* What you have to do *
Pick out each line in the listing below that contains the string "xmin", and reproduce those lines in their original order.

* Data listing *
===============

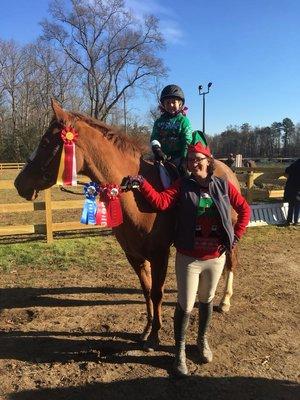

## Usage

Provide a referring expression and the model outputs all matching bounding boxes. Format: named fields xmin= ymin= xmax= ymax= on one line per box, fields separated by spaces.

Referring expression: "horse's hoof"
xmin=143 ymin=340 xmax=159 ymax=353
xmin=217 ymin=303 xmax=230 ymax=314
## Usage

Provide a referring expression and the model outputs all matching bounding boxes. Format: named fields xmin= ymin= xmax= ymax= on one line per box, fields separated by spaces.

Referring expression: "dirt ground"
xmin=0 ymin=228 xmax=300 ymax=400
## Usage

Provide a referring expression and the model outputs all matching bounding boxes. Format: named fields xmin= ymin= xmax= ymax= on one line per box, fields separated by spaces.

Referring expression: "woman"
xmin=125 ymin=142 xmax=250 ymax=376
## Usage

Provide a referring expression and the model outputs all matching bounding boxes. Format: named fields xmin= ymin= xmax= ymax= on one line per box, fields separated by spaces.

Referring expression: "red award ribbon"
xmin=56 ymin=126 xmax=78 ymax=186
xmin=96 ymin=201 xmax=108 ymax=227
xmin=100 ymin=184 xmax=123 ymax=228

===============

* Complete output *
Provide a referring expression and the model outputs all matching bounding boxes. Format: named fields xmin= ymin= xmax= ymax= on one line per box, fields separated by spaces.
xmin=143 ymin=340 xmax=159 ymax=353
xmin=217 ymin=303 xmax=230 ymax=314
Provide a referring expression and the model outputs all matching bounding boxes. Format: named fields xmin= ymin= xmax= ymax= on one line per box, fields separated by spaces.
xmin=0 ymin=228 xmax=300 ymax=400
Provide a referring expression and the model outputs all matching bounding boxes. Format: named fields xmin= ymin= xmax= ymax= on one line per box, fields separated by spaces.
xmin=125 ymin=142 xmax=250 ymax=376
Provide a referring expression and the model outputs all matching bounding boxes. Format: named fields xmin= ymin= xmax= ymax= on one line per box, fields separated by spaces.
xmin=56 ymin=126 xmax=78 ymax=186
xmin=96 ymin=201 xmax=108 ymax=227
xmin=100 ymin=184 xmax=123 ymax=228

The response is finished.